▶ **Work instructions**
A – Return the part of the interview transcript that runs from "JACOB SOLL: Well, actually, I" to "everything he says.", copied word for word.
B – Resume the interview transcript about Smith, Hume, and Cicero, picking up right after its final sentence.

▶ **Text to read**

JACOB SOLL: Hey, Mark.

MARK BLYTH: So let's talk about this book. Anyone who's interested in this topic goes through a kind of standard education, either sort of in classes or self learned. And it usually starts with the Glorious Revolution. England is always the protagonist. America is strangely absent. France is the bad guy. There's a pantheon of liberal greats. And that's sort of the standard story.

And what I was really surprised by when I picked up your book is it basically starts with the Romans and then it goes through the late medieval to early modern period. There's tons of Italians. There's tons of French. So why Romans? Why did you start there?

JACOB SOLL: Well, actually, I start there because of Smith. Smith is a professor of moral philosophy. And moral philosophy is basically studying the stoics. And the person that puts the stoics together and makes them into the curriculum for the Romans is Cicero.

And so both Hume and Smith are bathed in ciceronianism. They talk it. They quote him all the time. Of course, Smith doesn't use footnotes. But you can hear Cicero in everything he says.

▶ **Stored rows**
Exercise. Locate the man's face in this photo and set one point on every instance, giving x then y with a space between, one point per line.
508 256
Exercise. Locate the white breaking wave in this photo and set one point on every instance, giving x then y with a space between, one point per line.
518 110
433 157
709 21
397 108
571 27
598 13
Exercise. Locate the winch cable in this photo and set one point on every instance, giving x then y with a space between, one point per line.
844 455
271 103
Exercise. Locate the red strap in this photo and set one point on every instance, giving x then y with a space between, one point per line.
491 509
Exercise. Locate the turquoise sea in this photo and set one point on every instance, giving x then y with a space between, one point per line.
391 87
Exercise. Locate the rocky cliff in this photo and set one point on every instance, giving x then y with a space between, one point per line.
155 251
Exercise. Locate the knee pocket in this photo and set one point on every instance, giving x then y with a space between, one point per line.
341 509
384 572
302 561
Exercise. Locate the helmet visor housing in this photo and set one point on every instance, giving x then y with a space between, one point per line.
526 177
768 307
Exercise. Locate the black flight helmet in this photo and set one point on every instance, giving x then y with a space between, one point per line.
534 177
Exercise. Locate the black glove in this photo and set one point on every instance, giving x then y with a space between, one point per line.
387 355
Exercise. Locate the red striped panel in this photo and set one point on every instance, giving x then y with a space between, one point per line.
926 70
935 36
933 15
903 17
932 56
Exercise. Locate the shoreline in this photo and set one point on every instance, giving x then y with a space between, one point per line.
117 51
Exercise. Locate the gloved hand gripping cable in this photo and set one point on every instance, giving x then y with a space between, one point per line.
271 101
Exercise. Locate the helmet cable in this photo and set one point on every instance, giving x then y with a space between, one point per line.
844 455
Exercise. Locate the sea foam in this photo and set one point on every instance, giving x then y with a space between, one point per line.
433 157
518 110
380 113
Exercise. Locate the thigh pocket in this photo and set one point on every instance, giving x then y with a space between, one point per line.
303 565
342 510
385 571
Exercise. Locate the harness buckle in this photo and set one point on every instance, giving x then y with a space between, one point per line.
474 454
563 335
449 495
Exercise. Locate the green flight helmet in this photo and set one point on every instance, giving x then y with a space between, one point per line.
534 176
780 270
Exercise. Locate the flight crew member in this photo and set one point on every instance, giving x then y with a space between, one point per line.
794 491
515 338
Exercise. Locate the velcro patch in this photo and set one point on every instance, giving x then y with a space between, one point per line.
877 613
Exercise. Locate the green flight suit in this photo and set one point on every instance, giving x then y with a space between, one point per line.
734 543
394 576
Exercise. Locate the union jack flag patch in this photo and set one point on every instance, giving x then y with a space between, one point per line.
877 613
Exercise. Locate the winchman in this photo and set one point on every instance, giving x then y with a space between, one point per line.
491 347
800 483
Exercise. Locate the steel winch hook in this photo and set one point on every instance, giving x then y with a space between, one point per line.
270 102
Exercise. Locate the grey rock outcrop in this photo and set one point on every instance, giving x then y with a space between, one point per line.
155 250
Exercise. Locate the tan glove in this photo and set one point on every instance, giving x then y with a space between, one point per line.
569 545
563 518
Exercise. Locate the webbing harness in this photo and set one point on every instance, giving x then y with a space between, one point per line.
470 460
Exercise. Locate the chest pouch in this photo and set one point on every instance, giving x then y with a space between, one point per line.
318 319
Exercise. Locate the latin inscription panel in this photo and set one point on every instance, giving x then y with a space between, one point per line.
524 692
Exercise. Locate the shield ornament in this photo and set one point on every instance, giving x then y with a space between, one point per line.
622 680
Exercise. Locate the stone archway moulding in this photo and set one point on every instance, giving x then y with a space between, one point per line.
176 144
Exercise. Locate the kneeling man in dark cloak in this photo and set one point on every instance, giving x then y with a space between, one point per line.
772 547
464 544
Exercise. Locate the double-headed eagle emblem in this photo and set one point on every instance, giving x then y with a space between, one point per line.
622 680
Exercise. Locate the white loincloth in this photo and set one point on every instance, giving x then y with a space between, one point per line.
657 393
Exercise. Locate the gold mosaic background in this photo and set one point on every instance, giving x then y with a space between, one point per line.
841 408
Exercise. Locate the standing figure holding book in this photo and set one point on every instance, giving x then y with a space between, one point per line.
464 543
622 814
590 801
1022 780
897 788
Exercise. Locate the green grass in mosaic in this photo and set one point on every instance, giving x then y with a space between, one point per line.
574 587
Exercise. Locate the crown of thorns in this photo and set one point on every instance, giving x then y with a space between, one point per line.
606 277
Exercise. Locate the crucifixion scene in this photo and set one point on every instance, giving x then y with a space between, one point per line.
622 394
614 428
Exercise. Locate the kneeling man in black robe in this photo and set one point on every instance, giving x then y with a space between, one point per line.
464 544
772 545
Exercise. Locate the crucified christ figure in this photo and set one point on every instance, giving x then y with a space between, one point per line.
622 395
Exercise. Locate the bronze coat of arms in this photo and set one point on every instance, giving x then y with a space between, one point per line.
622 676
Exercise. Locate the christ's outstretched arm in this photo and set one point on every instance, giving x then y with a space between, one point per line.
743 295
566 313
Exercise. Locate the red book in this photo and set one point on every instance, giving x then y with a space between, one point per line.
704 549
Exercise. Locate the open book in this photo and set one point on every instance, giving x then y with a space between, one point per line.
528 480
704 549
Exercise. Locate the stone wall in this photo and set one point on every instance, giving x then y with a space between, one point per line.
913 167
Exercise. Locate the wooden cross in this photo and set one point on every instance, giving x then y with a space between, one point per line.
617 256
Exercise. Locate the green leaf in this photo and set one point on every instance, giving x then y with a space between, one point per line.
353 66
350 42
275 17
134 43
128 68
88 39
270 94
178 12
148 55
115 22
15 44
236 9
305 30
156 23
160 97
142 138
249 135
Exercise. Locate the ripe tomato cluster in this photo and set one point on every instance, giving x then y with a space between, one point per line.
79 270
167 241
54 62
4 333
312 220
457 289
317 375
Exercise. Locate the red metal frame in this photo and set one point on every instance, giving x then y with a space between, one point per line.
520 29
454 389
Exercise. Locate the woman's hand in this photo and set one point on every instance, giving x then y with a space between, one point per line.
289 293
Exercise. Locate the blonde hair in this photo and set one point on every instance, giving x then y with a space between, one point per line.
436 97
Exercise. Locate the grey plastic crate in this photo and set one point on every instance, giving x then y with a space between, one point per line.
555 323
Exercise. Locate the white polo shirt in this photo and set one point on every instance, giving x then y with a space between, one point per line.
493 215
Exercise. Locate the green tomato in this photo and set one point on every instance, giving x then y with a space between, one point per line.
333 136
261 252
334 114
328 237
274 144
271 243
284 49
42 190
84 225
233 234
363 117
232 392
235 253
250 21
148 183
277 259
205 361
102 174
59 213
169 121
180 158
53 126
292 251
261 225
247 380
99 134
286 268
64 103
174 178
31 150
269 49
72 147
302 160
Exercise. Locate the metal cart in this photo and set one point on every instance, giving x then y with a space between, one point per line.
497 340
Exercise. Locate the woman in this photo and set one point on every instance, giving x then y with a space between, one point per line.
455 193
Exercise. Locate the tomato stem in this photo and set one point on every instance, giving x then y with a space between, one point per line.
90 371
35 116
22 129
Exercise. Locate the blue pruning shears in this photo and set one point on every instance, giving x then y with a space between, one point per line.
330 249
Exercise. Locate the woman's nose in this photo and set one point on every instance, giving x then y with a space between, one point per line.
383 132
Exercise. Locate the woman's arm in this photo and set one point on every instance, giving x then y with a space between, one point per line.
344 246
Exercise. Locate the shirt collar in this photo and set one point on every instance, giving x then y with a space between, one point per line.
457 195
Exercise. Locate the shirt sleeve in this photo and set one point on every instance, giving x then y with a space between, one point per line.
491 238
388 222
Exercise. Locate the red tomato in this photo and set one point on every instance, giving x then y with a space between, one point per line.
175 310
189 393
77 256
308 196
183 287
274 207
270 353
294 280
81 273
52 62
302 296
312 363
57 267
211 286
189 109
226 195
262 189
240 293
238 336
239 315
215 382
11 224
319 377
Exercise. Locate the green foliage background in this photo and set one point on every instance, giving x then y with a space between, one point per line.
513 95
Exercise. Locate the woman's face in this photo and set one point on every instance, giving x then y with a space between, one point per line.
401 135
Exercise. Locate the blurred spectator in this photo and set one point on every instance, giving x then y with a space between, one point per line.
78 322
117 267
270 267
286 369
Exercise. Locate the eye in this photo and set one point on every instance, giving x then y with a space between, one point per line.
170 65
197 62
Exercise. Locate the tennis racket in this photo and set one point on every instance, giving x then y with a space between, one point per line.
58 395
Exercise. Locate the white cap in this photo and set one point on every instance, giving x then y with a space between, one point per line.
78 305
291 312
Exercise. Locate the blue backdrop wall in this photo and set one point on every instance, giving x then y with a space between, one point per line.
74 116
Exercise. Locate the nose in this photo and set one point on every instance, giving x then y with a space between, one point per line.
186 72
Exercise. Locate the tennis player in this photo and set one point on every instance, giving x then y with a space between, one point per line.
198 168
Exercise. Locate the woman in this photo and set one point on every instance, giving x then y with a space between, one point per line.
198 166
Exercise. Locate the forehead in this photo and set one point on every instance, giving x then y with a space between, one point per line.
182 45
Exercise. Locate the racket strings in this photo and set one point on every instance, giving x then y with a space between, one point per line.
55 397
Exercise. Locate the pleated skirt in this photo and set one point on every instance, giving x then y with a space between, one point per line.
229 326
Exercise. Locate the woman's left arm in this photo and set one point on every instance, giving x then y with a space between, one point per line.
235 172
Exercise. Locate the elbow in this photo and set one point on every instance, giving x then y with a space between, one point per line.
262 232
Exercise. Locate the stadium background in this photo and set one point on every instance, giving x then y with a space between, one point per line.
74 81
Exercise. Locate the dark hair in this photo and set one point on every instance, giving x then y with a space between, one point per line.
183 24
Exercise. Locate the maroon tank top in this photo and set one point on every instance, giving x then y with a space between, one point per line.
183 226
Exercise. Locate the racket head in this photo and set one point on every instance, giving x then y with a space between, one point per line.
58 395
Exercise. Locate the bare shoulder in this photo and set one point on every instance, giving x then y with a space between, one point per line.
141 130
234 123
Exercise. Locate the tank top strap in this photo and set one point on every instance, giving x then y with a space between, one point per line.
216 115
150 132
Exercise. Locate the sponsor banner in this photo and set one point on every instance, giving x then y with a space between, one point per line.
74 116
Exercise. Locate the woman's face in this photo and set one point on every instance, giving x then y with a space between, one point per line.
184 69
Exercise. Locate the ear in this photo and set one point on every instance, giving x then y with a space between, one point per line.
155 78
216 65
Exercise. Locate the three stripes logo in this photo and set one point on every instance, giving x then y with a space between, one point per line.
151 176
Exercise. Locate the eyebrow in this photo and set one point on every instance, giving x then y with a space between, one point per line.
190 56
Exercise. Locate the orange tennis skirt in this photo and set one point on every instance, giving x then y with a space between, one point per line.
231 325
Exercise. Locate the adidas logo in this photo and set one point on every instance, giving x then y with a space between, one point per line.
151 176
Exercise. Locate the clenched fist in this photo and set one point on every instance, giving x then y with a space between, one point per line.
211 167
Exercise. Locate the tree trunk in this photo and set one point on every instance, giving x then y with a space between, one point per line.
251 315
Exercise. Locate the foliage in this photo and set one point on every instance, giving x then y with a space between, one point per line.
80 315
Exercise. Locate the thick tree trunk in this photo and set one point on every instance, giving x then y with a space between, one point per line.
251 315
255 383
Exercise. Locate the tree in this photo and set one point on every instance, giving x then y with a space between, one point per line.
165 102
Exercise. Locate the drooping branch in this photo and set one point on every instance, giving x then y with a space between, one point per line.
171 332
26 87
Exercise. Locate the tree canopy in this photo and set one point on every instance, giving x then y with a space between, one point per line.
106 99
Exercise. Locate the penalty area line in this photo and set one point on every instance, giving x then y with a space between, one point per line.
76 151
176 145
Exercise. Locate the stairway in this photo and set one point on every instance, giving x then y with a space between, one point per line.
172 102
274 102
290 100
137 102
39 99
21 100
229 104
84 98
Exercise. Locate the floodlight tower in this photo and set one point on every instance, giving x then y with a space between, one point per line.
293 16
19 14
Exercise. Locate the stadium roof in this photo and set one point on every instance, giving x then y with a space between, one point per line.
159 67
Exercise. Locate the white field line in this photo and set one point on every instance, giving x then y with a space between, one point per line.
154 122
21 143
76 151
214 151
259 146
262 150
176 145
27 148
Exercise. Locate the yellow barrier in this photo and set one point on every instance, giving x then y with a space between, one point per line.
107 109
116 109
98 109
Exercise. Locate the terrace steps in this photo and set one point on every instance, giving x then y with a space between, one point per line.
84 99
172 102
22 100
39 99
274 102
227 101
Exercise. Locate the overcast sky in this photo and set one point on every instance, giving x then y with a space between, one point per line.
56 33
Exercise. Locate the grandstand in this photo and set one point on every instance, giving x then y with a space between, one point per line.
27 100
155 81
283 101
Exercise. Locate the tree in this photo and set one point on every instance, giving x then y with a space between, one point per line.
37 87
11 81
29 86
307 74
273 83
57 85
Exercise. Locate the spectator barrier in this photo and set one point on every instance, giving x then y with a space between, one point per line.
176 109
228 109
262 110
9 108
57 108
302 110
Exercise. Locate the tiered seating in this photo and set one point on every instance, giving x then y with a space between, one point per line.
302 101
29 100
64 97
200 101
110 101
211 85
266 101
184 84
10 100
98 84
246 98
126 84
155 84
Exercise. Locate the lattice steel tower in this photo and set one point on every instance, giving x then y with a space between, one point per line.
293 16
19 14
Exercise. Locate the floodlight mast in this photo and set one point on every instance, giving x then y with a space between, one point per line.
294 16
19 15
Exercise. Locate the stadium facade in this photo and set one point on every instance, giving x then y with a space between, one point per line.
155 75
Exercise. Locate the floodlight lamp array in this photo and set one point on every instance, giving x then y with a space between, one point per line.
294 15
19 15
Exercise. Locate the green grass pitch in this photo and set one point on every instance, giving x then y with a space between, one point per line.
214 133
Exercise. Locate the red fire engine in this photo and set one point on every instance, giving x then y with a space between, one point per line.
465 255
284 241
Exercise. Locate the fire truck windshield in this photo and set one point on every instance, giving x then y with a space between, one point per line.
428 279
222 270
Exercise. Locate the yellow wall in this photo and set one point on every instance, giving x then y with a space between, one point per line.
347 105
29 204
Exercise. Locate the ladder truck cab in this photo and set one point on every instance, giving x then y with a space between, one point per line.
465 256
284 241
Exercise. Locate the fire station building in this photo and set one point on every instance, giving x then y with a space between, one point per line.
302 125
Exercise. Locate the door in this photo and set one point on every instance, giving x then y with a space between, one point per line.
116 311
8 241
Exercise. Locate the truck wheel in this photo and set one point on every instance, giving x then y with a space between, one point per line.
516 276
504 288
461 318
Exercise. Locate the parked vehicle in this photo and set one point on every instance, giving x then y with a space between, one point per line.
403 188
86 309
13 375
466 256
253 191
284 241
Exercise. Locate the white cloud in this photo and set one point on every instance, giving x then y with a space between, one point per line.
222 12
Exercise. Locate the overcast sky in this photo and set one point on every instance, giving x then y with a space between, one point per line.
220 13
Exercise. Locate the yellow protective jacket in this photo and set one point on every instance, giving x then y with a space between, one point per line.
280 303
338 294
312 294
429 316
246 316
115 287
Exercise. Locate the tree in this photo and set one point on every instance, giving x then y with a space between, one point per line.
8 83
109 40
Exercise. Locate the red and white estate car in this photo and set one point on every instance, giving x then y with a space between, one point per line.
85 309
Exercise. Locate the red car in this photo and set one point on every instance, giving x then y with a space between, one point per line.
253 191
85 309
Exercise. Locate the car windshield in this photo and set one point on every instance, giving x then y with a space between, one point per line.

▶ **Outputs by task**
A –
JACOB SOLL: Well, actually, I start there because of Smith. Smith is a professor of moral philosophy. And moral philosophy is basically studying the stoics. And the person that puts the stoics together and makes them into the curriculum for the Romans is Cicero.

And so both Hume and Smith are bathed in ciceronianism. They talk it. They quote him all the time. Of course, Smith doesn't use footnotes. But you can hear Cicero in everything he says.

B –
Basically, Cesaro has a theory of exchange, of moral exchange, that if two senators, who are great landowners, exchange things in a disinterested way, it will keep the economy going. It will work with nature and the natural process of the seasons. And the Roman Republic and its class system and its Constitution will go on forever, producing the bounty that it has produced.

MARK BLYTH: Is that a kind of self-regulating market claim?

JACOB SOLL: That sounds a lot like a self-regulating market based on moral behavior.

MARK BLYTH: Eh. So take us for a walk. Once the Romans drop out of the picture, where does it go next? How does it pop up in medieval times?

JACOB SOLL: Well, first it's really interesting because Cicero and the stoics talk about controlling desire. And one of the most important classic pagan philosophers to persist in Christianity is not only Aristotle but more so Cicero. Cicero never goes away.

One should never forget that he is a martyr for the Republic. He gives his life for the Republic. That's right before Jesus Christ. So he's a sort of martyr model. So he can fit into Christianity really, really well.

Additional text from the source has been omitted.